Nous sommes toujours à l’automne 2012 durant mon exploration du Japon…
Le coté urbain de Tokyo est très intense. Son dynamisme nous emporte lorsque l’on se retrouve mêlé à la foule. Suivre ce rythme, cette cadence nécessite d’être en bonne forme physique ce qui n’est pas mon cas.
J’ai besoin de calme…
J’ai besoin de vert…
J’ai besoin de respirer l’histoire du Japon à un rythme très ralenti…
Kamakura et son Buddha géant est la bonne destination.
Je suis exténué par l’ascension de la veille mais cela ne m’empêche pas de me lever tôt afin d’activer mon JP Pass.
Ce fameux Pass réservé exclusivement aux étrangers qui souhaitent emprunter le réseau ferré national pour parcourir tout le Japon.
Non pas que les Japonais eux même ne puissent pas bénéficier d’un forfait leur permettant de prendre les transports de façon illimitée sur une période donnée…Le JR Pass est proposé à un prix parait-il plus agressif.
J’ai prix un forfait de 7 jours à près de 300 euros ce qui me semble déjà à mon niveau relativement cher…Je n’ose donc imaginer le tarif réservé aux locaux.
Kamakura…
Une ville qui accueille les plus vieux temples et sanctuaires du pays, après ceux de Nara.

■ **Objectif de la tâche**: D'après le récit de voyage au Japon, quel est le prix approximatif du forfait ferroviaire de 7 jours ?

(Éléments du jeu de données)
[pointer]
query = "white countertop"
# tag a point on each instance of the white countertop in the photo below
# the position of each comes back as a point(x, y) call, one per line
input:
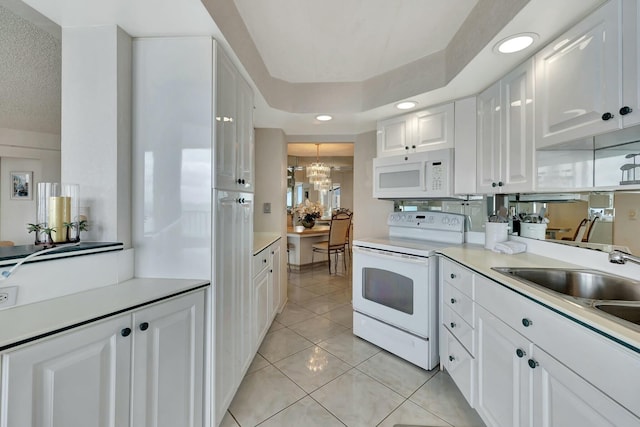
point(33, 320)
point(262, 239)
point(481, 260)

■ **Bonne réponse**: Près de 300 euros.